§ **Stated task**
Type out the data exactly as given. Skip any image.
━━━ Information supplied ━━━
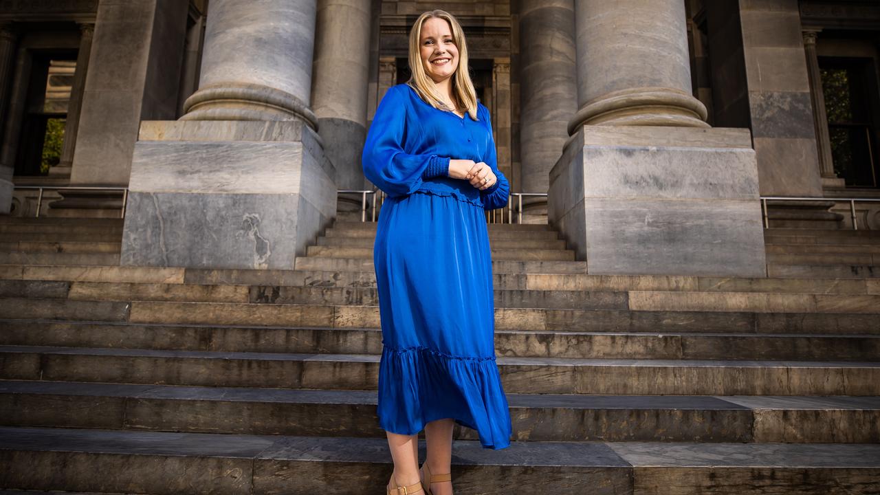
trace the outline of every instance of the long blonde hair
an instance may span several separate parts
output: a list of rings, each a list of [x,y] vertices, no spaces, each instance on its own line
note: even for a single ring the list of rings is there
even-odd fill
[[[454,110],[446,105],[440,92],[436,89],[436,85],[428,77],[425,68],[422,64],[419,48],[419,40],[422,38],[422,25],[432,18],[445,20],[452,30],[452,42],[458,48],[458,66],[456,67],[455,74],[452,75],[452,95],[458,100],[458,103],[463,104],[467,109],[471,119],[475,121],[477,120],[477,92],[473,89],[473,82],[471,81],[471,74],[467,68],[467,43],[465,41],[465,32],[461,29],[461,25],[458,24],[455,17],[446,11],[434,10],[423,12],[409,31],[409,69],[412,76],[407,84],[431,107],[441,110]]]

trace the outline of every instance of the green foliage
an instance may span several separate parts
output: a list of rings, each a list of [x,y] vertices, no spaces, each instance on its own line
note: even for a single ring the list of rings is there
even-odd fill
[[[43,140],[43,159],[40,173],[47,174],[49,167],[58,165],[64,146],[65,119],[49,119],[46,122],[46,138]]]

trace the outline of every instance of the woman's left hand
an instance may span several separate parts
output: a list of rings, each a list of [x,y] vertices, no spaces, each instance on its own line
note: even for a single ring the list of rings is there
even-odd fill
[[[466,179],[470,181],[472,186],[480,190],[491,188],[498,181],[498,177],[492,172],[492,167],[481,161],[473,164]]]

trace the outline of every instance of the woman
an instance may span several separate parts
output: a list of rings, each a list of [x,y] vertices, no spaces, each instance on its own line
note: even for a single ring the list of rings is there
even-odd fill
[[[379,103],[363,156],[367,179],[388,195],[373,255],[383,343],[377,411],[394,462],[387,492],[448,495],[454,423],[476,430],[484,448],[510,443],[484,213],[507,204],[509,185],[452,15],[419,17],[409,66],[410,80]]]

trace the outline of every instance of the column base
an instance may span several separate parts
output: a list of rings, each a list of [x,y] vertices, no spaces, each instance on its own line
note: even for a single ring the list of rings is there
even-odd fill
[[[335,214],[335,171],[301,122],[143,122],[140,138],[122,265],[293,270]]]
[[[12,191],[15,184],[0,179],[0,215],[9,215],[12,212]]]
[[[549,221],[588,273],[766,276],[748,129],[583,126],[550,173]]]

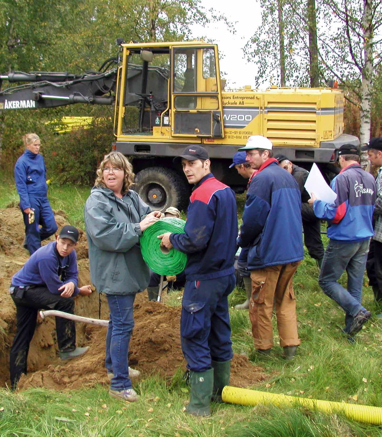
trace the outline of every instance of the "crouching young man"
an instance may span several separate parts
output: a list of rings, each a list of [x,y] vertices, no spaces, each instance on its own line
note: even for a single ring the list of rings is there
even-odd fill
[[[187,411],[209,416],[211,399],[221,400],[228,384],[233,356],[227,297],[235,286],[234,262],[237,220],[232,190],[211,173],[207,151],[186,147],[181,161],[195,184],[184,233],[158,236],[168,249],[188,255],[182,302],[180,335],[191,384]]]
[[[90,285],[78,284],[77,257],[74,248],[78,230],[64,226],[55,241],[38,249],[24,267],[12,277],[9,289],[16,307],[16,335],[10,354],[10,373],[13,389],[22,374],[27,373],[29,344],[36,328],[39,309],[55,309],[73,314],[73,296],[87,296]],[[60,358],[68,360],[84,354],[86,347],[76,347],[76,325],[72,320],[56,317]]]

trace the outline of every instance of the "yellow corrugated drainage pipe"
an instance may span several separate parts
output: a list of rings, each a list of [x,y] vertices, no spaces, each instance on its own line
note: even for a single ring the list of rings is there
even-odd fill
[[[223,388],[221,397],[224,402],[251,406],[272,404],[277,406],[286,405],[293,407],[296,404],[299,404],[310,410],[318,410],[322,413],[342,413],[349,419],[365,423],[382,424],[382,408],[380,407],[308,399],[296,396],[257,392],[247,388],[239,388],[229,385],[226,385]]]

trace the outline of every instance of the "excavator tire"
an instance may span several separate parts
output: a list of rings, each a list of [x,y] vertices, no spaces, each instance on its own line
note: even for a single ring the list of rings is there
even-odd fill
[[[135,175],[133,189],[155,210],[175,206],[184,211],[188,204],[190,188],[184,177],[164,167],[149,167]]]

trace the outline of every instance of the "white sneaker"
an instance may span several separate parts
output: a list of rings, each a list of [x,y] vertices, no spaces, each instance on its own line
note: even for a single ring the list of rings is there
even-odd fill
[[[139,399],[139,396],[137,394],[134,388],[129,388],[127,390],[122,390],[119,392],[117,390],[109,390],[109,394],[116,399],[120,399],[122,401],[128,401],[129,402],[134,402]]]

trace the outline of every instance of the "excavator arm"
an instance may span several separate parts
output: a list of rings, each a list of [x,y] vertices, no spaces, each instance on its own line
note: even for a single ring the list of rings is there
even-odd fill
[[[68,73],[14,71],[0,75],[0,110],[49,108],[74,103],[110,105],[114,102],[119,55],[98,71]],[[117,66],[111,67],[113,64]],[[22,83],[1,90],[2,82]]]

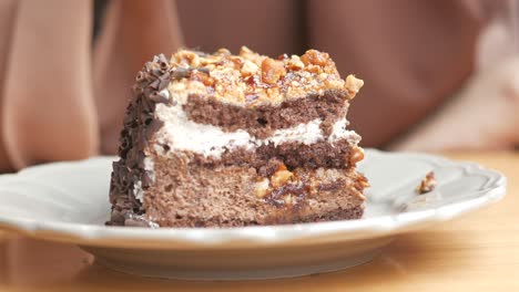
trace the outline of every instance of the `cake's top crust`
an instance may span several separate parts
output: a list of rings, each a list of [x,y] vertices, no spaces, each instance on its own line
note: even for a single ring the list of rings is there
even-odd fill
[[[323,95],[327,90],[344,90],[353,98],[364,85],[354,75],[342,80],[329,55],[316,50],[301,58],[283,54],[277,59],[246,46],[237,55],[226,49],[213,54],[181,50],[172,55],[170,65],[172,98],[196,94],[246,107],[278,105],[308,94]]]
━━━
§ **Output of the task**
trace the outline of every instance of the long blonde hair
an instance may span several separate parts
output: a list of rings, each a list of [x,y] vertices, no spaces, each instance on its own line
note: even for a single ring the list of rings is there
even-odd fill
[[[454,110],[446,105],[440,92],[436,89],[436,85],[428,77],[425,68],[422,64],[419,48],[419,40],[422,38],[422,25],[432,18],[445,20],[452,30],[452,42],[458,48],[458,66],[456,67],[455,74],[452,75],[452,95],[458,100],[458,103],[463,104],[467,109],[471,119],[475,121],[477,120],[477,92],[473,89],[473,82],[471,81],[471,74],[467,68],[467,43],[465,41],[465,32],[461,29],[461,25],[458,24],[455,17],[446,11],[434,10],[423,12],[409,31],[409,69],[412,76],[407,84],[431,107],[441,110]]]

trace the outline of every instance of the green foliage
an instance may span several separate parts
output: a list of rings, each a list of [x,y] vertices, no spaces, each instance on its own line
note: even for a single ring the list of rings is there
even-odd fill
[[[43,140],[43,159],[40,173],[47,174],[49,167],[58,165],[64,146],[65,119],[49,119],[46,122],[46,138]]]

trace the outline of every instance of the woman's left hand
an instance may span several separate parts
output: a list of rings, each a list of [x,y] vertices, no spaces, each instance on its own line
note: even for a single ring the list of rings is there
even-odd fill
[[[466,179],[470,181],[472,186],[480,190],[491,188],[498,181],[498,177],[492,172],[492,167],[481,161],[473,164]]]

trace the outline of every instance of the woman
an instance may span several separate parts
output: a list of rings, each a list of [x,y] vertices, no spaces, each instance on its own line
note: even for a single ring the list of rings is there
even-odd fill
[[[379,103],[363,156],[367,179],[388,195],[373,255],[383,343],[377,411],[394,462],[387,492],[448,495],[454,423],[476,430],[484,448],[510,443],[484,213],[507,204],[509,185],[452,15],[419,17],[409,66],[410,80]]]

trace the outline of every instance of the column base
an instance may span several separate parts
output: a list of rings, each a list of [x,y] vertices, no spaces, each instance on its own line
note: even for a single ring the list of rings is there
even-odd fill
[[[335,214],[335,171],[301,122],[143,122],[140,138],[122,265],[293,270]]]
[[[12,191],[15,184],[0,179],[0,215],[9,215],[12,212]]]
[[[549,221],[588,273],[766,276],[748,129],[583,126],[550,173]]]

trace the outline of every instance of the "crouching young man"
an instance may span several separate parts
output: a list of rings, each a list of [x,y] vertices, no spaces, each instance on its own line
note: even for a single ring the list of rings is there
even-odd fill
[[[187,411],[209,416],[211,399],[221,400],[228,384],[233,356],[227,297],[235,286],[234,262],[237,220],[232,190],[211,173],[207,151],[186,147],[181,161],[195,184],[184,233],[158,236],[168,249],[188,255],[182,302],[180,335],[191,384]]]
[[[90,285],[78,284],[77,257],[74,248],[78,230],[64,226],[55,241],[38,249],[24,267],[12,277],[9,289],[16,307],[16,335],[10,354],[10,373],[13,389],[22,374],[27,373],[29,344],[36,328],[39,309],[55,309],[73,314],[73,296],[87,296]],[[60,358],[68,360],[84,354],[86,347],[76,347],[76,325],[72,320],[56,317]]]

trace the outline of every instance of the "yellow corrugated drainage pipe"
an instance may span several separate parts
output: a list of rings, each a list of [x,y] vertices, no spaces, each instance on its own line
note: even for a single ring the list of rings is there
even-odd fill
[[[223,388],[221,397],[224,402],[251,406],[272,404],[277,406],[286,405],[293,407],[296,404],[299,404],[310,410],[318,410],[322,413],[342,413],[349,419],[365,423],[382,424],[382,408],[380,407],[308,399],[296,396],[257,392],[247,388],[239,388],[229,385],[226,385]]]

trace the outline of every instance of the "excavator tire"
an instance may span several separate parts
output: a list of rings, each a list of [x,y] vertices, no spaces, each instance on its own line
note: even for a single ring the list of rings is there
even-odd fill
[[[135,175],[133,189],[155,210],[175,206],[184,211],[188,204],[190,188],[184,177],[164,167],[149,167]]]

trace the outline of every instance of the "white sneaker"
an instance may span several separate parts
output: a list of rings, each a list of [x,y] vertices, no spaces, each instance on its own line
note: even for a single ring the list of rings is there
even-odd fill
[[[139,399],[139,396],[137,394],[134,388],[129,388],[127,390],[122,390],[119,392],[117,390],[109,390],[109,394],[116,399],[120,399],[122,401],[128,401],[129,402],[134,402]]]

trace the outline of every instance of the "excavator arm"
an instance may span several separate parts
output: a list of rings, each a list of [x,y] vertices, no spaces, each instance on its own line
note: even for a single ring the list of rings is there
even-odd fill
[[[68,73],[14,71],[0,75],[0,110],[49,108],[74,103],[110,105],[114,102],[119,55],[98,71]],[[117,66],[111,67],[113,64]],[[22,83],[1,90],[2,82]]]

trace the outline of every instance of the `cake's top crust`
an instance may span several separate parts
output: a list of rings, each a list of [x,y] vertices, no spaces, each instance on its own line
note: even for a single ring the list of rings is there
even-odd fill
[[[323,95],[327,90],[344,90],[353,98],[364,85],[354,75],[342,80],[329,55],[316,50],[301,58],[283,54],[277,59],[246,46],[237,55],[226,49],[213,54],[181,50],[172,55],[170,65],[172,98],[196,94],[246,107],[278,105],[308,94]]]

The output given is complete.